Exercise text:
========================================

Scheduling Pipelines

Schedules allow you to automate pipeline execution at specific times or intervals. This is essential for production ML workflows that need to run regularly, such as data refreshes, model retraining, or batch processing.

Understanding Pipeline Schedules

ZenML supports two types of schedules:

Cron-based schedules: Use cron expressions for complex timing patterns
Interval-based schedules: Run pipelines at regular intervals
One-time schedules: Run a pipeline once at a specific time

Creating Your First Schedule

Step 1: Import Schedule

Import the Schedule class:

from zenml import pipeline, step, Schedule
from datetime import datetime, timedelta

Step 2: Define Your Pipeline

Create a pipeline that you want to schedule:

@step
def load_data():
    """Load fresh data."""
    print(f"Loading data at {datetime.now()}")
    return {"timestamp": datetime.now()}

@step
def process_data(data: dict):
    """Process the loaded data."""
    print(f"Processing data from {data['timestamp']}")
    return data

@pipeline
def daily_processing_pipeline():
    """Pipeline that processes data daily."""
    data = load_data()
    process_data(data)

Step 3: Create a Schedule

Define when the pipeline should run:

# Run every day at 2 AM
schedule = Schedule(
    name="daily_2am",
    cron_expression="0 2 * * *"
)

Step 4: Run Pipeline with Schedule

Execute the pipeline with the schedule:

if __name__ == "__main__":
    daily_processing_pipeline.with_options(
        schedule=schedule
    )()

Schedule Types

Cron-Based Schedules

Use cron expressions for precise timing control:

from zenml import Schedule

# Every day at 2:30 AM
schedule = Schedule(
    name="daily_processing",
    cron_expression="30 2 * * *"
)

# Every Monday at 9 AM
schedule = Schedule(
    name="weekly_training",
    cron_expression="0 9 * * 1"
)

# Every hour
schedule = Schedule(
    name="hourly_sync",
    cron_expression="0 * * * *"
)

# First day of every month at midnight
schedule = Schedule(
    name="monthly_report",
    cron_expression="0 0 1 * *"
)

Cron Expression Format

┌───────────── minute (0 - 59)
│ ┌───────────── hour (0 - 23)
│ │ ┌───────────── day of month (1 - 31)
│ │ │ ┌───────────── month (1 - 12)
│ │ │ │ ┌───────────── day of week (0 - 6) (Sunday to Saturday)
│ │ │ │ │
* * * * *

Interval-Based Schedules

Run pipelines at regular intervals:

from datetime import datetime, timedelta, timezone
from zenml import Schedule

# Every 6 hours, starting now
schedule = Schedule(
    name="every_6_hours",
    start_time=datetime.now(timezone.utc),
    interval_second=timedelta(hours=6)

========================================

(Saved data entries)
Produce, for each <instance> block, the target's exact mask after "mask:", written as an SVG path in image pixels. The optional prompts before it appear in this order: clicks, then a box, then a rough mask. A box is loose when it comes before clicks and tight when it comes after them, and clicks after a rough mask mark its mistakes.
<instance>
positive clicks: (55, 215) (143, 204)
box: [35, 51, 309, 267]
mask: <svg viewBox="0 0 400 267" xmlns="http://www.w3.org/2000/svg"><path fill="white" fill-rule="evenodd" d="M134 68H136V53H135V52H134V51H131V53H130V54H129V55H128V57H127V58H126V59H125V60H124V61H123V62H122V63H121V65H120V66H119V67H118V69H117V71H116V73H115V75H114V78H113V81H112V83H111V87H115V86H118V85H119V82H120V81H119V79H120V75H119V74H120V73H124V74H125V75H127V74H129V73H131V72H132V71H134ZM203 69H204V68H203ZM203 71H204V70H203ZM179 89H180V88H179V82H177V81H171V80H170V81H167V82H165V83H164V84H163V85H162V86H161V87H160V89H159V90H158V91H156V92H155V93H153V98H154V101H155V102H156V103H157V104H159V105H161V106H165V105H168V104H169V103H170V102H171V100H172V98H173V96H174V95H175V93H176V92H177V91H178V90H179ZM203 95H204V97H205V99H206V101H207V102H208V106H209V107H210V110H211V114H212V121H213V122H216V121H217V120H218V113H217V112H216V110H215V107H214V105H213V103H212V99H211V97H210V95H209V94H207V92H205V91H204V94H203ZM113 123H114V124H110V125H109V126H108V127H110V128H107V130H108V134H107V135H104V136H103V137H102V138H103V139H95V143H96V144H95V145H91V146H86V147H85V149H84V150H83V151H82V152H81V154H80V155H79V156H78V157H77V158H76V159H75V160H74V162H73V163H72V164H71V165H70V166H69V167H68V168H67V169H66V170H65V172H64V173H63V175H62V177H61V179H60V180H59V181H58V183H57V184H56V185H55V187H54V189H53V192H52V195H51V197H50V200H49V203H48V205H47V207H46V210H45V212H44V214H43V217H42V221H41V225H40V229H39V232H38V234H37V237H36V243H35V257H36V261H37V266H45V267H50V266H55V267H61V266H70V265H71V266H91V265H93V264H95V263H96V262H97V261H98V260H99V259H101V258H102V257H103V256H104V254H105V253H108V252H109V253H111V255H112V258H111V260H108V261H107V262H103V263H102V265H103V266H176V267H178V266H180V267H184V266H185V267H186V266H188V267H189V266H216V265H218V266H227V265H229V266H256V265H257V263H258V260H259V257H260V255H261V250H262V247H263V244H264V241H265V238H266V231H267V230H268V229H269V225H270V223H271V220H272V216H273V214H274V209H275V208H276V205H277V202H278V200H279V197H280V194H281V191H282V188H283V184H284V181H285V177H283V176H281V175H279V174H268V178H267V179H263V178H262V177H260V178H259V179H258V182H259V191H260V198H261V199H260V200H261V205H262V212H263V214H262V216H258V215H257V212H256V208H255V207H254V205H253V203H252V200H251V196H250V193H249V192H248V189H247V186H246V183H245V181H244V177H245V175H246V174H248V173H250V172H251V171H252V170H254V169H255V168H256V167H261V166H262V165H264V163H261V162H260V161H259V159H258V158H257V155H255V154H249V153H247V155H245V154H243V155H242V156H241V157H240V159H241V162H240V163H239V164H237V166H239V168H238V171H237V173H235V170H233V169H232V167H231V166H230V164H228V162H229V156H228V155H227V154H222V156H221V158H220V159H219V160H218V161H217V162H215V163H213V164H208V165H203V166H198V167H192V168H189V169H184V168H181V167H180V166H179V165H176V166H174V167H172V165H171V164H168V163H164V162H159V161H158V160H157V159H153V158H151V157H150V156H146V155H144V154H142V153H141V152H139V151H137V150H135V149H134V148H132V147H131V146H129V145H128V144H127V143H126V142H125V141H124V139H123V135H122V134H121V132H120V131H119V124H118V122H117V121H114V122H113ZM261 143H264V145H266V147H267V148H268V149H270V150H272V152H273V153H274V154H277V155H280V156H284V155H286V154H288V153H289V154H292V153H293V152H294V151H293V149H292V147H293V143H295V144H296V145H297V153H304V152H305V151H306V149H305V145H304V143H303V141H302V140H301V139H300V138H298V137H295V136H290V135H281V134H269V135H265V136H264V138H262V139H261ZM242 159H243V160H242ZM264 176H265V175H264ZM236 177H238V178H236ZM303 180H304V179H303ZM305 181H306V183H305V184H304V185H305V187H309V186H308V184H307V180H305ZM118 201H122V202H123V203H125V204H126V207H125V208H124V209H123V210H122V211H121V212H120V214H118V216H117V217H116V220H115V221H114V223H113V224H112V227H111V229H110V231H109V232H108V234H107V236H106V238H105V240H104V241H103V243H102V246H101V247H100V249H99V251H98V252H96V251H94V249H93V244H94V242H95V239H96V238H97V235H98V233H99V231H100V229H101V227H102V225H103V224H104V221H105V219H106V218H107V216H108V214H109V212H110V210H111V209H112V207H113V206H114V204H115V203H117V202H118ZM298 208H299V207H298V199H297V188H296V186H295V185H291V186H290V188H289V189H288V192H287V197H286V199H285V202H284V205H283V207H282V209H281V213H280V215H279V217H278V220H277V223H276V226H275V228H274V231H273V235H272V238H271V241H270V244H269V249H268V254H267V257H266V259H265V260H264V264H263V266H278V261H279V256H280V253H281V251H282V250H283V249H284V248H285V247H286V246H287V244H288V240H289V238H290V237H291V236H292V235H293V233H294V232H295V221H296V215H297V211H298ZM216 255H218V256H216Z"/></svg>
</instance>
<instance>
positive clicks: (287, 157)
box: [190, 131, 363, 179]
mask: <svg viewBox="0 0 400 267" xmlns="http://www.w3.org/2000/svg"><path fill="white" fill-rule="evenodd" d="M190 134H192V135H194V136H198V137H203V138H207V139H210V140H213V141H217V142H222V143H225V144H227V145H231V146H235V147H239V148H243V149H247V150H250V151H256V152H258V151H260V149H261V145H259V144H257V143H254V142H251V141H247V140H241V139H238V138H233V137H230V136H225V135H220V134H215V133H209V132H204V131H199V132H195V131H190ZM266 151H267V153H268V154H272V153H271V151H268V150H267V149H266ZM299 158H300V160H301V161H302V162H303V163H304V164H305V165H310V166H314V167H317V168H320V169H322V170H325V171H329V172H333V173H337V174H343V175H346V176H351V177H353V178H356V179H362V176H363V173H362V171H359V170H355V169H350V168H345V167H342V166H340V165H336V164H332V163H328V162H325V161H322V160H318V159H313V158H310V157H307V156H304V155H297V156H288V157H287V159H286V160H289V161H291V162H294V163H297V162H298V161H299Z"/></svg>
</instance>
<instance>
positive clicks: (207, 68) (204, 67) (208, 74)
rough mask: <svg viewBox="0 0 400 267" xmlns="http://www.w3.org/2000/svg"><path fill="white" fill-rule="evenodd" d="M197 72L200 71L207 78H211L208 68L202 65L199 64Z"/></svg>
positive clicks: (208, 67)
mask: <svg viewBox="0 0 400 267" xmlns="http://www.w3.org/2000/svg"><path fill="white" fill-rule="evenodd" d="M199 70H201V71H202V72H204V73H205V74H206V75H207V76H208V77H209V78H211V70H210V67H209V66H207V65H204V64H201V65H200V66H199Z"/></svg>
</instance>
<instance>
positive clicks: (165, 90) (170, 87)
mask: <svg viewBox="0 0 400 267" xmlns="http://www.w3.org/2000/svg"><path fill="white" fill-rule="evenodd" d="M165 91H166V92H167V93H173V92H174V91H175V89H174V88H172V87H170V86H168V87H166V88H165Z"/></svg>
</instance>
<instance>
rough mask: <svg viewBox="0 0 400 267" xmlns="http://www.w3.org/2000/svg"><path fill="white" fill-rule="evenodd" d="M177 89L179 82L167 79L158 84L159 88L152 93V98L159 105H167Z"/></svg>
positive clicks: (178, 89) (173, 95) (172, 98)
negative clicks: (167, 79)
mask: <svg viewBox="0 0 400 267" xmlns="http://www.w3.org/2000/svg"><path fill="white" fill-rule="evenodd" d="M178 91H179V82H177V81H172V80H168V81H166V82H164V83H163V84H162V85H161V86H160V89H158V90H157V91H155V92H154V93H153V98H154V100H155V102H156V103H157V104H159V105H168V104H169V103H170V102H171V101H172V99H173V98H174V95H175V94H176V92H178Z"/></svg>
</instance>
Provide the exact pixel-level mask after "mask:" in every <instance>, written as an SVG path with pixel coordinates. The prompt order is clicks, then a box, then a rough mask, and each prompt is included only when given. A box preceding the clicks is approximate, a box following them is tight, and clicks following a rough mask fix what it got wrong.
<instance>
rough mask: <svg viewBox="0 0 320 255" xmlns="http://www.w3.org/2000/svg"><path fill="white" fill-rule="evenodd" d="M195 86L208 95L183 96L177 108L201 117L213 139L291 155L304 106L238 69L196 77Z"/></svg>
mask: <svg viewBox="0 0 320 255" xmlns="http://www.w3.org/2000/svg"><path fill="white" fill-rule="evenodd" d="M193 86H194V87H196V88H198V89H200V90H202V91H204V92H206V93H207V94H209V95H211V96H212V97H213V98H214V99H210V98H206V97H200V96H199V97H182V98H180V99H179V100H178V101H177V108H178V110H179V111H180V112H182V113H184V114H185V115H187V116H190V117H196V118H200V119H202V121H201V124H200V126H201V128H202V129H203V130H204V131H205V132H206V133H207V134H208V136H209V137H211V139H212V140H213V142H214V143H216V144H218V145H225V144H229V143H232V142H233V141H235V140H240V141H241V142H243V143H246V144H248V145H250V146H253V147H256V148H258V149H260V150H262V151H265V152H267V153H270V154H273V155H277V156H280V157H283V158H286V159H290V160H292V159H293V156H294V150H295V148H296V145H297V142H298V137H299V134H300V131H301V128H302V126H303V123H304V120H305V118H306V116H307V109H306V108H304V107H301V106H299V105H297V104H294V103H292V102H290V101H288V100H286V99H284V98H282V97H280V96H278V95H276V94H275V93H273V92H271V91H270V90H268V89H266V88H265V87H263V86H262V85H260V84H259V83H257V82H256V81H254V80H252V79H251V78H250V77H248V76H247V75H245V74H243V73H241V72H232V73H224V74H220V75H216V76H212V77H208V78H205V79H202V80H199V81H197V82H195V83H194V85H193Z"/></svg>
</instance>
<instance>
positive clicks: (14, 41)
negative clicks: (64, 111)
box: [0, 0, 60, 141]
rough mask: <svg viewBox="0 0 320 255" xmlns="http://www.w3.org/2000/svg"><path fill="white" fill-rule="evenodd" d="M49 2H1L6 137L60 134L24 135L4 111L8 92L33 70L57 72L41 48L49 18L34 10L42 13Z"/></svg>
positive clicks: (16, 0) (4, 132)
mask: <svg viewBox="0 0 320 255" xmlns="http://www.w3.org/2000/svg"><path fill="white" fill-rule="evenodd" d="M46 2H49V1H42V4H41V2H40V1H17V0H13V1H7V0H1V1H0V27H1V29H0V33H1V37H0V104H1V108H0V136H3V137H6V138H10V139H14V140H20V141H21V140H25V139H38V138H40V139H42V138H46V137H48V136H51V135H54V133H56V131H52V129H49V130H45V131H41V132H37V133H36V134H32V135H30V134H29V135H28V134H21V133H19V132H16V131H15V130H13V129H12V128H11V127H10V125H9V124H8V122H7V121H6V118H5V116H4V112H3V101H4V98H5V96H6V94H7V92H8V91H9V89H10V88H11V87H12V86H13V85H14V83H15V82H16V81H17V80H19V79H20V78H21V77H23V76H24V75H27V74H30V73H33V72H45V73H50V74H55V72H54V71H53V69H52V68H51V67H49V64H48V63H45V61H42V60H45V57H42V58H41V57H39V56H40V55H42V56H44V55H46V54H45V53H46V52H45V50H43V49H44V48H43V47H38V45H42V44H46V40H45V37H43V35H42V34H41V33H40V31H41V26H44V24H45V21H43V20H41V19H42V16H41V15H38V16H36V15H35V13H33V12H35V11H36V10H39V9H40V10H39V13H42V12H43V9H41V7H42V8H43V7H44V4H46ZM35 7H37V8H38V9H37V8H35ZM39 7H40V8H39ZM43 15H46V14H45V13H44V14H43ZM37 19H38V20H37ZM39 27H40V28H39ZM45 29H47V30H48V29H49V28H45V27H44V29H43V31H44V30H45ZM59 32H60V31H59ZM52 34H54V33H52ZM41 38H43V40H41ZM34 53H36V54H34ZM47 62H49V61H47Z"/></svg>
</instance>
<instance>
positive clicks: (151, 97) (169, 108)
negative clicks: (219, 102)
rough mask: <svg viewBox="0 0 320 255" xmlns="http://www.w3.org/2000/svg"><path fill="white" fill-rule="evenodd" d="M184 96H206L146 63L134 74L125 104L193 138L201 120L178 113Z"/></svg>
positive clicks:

========================================

Requirement 1: Reproduce the passage of the pipeline scheduling text between "# First day" and "month (1 - 31)", inclusive, substituting "monthly_summary" for "monthly_report".
Requirement 2: In the pipeline scheduling text, which cron expression does the schedule named "weekly_training" use?
Requirement 3: Extend the pipeline scheduling text, picking up where it stops.

Written answer 1:
# First day of every month at midnight
schedule = Schedule(
    name="monthly_summary",
    cron_expression="0 0 1 * *"
)

Cron Expression Format

┌───────────── minute (0 - 59)
│ ┌───────────── hour (0 - 23)
│ │ ┌───────────── day of month (1 - 31)

Written answer 2: "0 9 * * 1"

Written answer 3:
)

# Every 30 minutes
schedule = Schedule(
    name="every_30_min",
    start_time=datetime.now(timezone.utc),
    interval_second=timedelta(minutes=30)
)

# Every 2 days
schedule = Schedule(
    name="every_2_days",
    start_time=datetime.now(timezone.utc),
    interval_second=timedelta(days=2)
)

One-Time Schedules

Schedule a pipeline to run once at a specific time:

from datetime import datetime, timezone

# Run once tomorrow at 3 PM
tomorrow_3pm = datetime.now(timezone.utc) + timedelta(days=1)
tomorrow_3pm = tomorrow_3pm.replace(hour=15, minute=0, second=0)

schedule = Schedule(
    name="one_time_batch",
    run_once_start_time=tomorrow_3pm
)

Schedule Configuration Options

Start and End Times

Control when a schedule becomes active and when it stops:

from datetime import datetime, timedelta, timezone

start = datetime.now(timezone.utc)
end = start + timedelta(days=30)  # Run for 30 days

schedule = Schedule(
    name="limited_schedule",
    cron_expression="0 2 * * *",  # Daily at 2 AM
    start_time=start,
    end_time=end
)

Catchup Behavior

Control whether missed runs should be executed:

# Catchup enabled: Run all missed executions
schedule = Schedule(
    name="with_catchup",
    cron_expression="0 * * * *",  # Hourly
    catchup=True  # Execute missed runs
)

# Catchup disabled: Only run latest scheduled execution
schedule = Schedule(
    name="no_catchup",
    cron_expression="0 * * * *",
    catchup=False  # Skip missed runs
)

When to use catchup:

Enable catchup if each run processes unique data and missing a run means missing data
Disable catchup if only the latest run matters, or if your pipeline handles backfilling internally

Common Scheduling Patterns

Daily Model Training

Retrain models daily with fresh data:

from zenml import pipeline, Schedule
from datetime import datetime, timezone

@pipeline
def training_pipeline(
    dataset_date: str,
    learning_rate: float = 0.001
):
    """Daily model training pipeline."""
    data = load_daily_data(dataset_date)
    train_data, test_data = split_data(data)
    model = train_model(train_data, learning_rate)
    metrics = evaluate_model(model, test_data)
    promote_if_better(model, metrics)

# Schedule for daily training at 3 AM
schedule = Schedule(
    name="daily_training",
    cron_expression="0 3 * * *"
)

if __name__ == "__main__":
    training_pipeline.with_options(
        schedule=schedule
    )(
        dataset_date=datetime.now(timezone.utc).strftime("%Y-%m-%d")
    )

Hourly Data Processing

Process incoming data every hour:

@pipeline
def data_processing_pipeline(batch_id: str):
    """Process new data every hour."""
    new_data = fetch_new_data(batch_id)
    validated = validate_data(new_data)
    transformed = transform_data(validated)
    store_data(transformed)

schedule = Schedule(
    name="hourly_processing",
    cron_expression="0 * * * *",  # Every hour
    catchup=False  # Only process latest data
)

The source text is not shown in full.